WHAT THE TASK ASKS: All lines from the line containing "[indicate] the rock outcrop" up to and including the last line of the listing below should be echoed exactly; no other lines belong in the response.
begin SOURCE MATERIAL
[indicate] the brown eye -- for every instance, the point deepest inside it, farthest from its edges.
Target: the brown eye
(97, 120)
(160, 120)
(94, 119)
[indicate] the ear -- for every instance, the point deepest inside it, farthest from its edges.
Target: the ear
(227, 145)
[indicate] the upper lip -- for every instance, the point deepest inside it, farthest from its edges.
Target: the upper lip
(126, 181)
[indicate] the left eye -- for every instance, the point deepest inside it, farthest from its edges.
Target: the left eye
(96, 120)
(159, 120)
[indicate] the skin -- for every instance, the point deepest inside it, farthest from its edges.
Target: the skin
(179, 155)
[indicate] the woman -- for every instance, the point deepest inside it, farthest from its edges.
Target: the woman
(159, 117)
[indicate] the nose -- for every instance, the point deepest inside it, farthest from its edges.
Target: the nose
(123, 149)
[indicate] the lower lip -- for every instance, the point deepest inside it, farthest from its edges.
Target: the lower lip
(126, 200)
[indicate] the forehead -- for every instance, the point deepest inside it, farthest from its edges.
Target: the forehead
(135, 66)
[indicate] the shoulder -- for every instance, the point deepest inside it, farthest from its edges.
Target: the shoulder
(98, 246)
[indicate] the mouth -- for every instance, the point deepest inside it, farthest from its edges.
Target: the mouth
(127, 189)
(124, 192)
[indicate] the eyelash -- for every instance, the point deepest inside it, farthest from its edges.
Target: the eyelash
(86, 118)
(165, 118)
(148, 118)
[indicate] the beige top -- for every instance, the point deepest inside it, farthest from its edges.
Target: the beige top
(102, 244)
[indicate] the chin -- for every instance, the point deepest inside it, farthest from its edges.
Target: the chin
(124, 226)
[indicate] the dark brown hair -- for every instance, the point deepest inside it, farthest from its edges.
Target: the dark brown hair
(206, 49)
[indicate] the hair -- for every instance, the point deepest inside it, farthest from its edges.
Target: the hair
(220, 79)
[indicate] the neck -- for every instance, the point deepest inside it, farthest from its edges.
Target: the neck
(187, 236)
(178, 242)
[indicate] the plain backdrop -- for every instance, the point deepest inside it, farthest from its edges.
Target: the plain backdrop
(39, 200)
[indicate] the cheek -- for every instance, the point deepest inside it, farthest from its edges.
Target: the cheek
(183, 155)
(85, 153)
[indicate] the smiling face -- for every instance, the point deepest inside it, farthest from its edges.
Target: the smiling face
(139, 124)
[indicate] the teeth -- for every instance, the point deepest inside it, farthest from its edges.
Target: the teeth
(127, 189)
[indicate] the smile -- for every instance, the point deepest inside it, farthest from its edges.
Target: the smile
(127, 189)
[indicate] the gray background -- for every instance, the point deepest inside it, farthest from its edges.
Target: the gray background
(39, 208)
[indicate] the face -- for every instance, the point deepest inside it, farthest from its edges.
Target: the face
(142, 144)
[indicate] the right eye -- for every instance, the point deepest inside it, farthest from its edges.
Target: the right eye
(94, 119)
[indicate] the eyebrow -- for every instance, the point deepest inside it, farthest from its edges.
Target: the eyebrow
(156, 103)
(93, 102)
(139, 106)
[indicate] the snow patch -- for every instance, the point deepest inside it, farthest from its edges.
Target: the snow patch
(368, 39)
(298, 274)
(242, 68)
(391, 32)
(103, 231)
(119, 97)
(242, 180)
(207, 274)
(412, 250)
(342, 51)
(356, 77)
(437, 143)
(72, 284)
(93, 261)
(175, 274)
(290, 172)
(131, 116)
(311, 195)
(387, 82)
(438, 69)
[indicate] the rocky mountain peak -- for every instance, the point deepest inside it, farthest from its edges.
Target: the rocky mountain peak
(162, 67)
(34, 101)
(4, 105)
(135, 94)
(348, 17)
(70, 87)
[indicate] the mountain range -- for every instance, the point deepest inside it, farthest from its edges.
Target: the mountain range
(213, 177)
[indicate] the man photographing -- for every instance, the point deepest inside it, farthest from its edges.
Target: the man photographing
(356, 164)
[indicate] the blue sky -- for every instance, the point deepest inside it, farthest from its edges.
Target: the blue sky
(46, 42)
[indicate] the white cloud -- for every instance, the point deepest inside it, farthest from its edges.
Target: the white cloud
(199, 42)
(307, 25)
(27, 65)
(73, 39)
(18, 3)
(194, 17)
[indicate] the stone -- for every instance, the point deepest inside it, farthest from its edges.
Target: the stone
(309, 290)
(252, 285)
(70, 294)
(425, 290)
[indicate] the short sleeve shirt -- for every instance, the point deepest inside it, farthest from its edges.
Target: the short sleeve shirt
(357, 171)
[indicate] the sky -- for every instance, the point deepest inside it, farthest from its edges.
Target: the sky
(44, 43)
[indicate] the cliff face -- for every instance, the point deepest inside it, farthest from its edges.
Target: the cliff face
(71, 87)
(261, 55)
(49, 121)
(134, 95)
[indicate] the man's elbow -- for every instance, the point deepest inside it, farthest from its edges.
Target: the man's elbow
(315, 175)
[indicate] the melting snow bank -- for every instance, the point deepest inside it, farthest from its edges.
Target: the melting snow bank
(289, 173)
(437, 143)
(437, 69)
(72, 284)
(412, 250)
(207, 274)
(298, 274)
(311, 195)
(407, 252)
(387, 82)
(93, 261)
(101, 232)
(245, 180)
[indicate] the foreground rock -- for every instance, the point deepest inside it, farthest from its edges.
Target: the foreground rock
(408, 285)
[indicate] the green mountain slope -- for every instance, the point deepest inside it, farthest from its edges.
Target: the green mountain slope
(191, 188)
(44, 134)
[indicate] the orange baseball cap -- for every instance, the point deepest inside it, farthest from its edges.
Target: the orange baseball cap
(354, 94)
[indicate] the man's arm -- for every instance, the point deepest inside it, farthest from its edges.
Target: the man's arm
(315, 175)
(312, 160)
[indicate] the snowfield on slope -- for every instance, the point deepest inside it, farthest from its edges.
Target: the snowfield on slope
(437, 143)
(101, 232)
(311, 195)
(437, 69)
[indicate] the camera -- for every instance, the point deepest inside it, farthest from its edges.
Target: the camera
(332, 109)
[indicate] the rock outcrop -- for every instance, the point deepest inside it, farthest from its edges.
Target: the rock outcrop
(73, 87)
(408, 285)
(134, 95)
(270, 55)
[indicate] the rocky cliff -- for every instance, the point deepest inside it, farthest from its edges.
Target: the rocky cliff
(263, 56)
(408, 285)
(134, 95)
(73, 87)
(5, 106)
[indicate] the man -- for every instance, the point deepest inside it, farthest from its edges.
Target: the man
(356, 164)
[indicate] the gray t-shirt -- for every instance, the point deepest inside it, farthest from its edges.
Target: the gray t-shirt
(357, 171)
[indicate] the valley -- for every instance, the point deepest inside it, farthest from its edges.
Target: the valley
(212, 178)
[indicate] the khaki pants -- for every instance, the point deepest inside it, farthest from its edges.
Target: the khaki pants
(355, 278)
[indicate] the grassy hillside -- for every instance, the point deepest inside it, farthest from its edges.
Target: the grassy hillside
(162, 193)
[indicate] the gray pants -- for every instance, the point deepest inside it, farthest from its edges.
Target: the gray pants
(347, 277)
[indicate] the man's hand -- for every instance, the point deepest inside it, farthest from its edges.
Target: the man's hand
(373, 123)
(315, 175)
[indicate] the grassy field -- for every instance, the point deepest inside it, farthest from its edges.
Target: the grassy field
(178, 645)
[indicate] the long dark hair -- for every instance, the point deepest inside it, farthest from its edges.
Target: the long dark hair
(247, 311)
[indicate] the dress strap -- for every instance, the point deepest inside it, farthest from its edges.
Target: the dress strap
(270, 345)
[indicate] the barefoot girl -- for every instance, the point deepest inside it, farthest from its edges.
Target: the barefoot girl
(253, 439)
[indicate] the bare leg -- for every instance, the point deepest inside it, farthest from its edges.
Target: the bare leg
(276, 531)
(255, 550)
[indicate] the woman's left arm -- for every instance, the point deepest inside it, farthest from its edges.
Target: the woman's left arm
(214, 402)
end SOURCE MATERIAL
RESPONSE TO THIS EXERCISE:
[indicate] the rock outcrop -- for every instance, the point deepest inside it, farthest from its edges.
Target: the rock outcrop
(73, 87)
(408, 285)
(134, 95)
(270, 55)
[indicate] the rocky cliff -- for every instance, the point deepest inside it, farthest from its edges.
Target: the rocky cliff
(263, 56)
(408, 285)
(134, 95)
(73, 87)
(5, 106)
[indicate] the man -- for every instance, the point deepest inside it, farthest from its edges.
Target: the man
(356, 164)
[indicate] the gray t-shirt -- for every instance, the point deepest inside it, farthest from its edges.
Target: the gray t-shirt
(357, 171)
[indicate] the valley -- for every instance, the point deepest inside it, farthest from its edges.
Target: the valley
(212, 178)
[indicate] the khaki pants -- for every instance, the point deepest inside it, farthest from its edges.
Target: the khaki pants
(355, 278)
[indicate] the grassy hillside -- for every instance, the point deepest inside it, farthest from its edges.
Target: the grassy hillside
(162, 193)
[indicate] the gray pants -- for every instance, the point deepest inside it, farthest from its edges.
Target: the gray pants
(347, 277)
[indicate] the man's hand -- for every instance, the point deepest inside it, farthest from its edges.
Target: the man's hand
(373, 123)
(315, 175)
[indicate] the grassy field -- for every instance, the point deepest inside it, farthest from its edges.
Target: the grassy field
(178, 645)
[indicate] the long dark hair -- for every instance, the point deepest inside it, farthest from its edges.
Target: the long dark hair
(247, 311)
[indicate] the dress strap -- for every instance, the point deepest inside it, farthest from its edges.
Target: the dress strap
(270, 345)
[indicate] the barefoot girl -- for every instance, the point deepest inside it, farthest from its edges.
Target: the barefoot girl
(253, 439)
[indicate] the bare leg -- for every instance, the point deepest inside it, farthest from its edges.
Target: the bare leg
(276, 531)
(255, 550)
[indicate] the woman's left arm -- for every instance, the point deepest inside it, farthest from its edges.
Target: the woman's left arm
(214, 402)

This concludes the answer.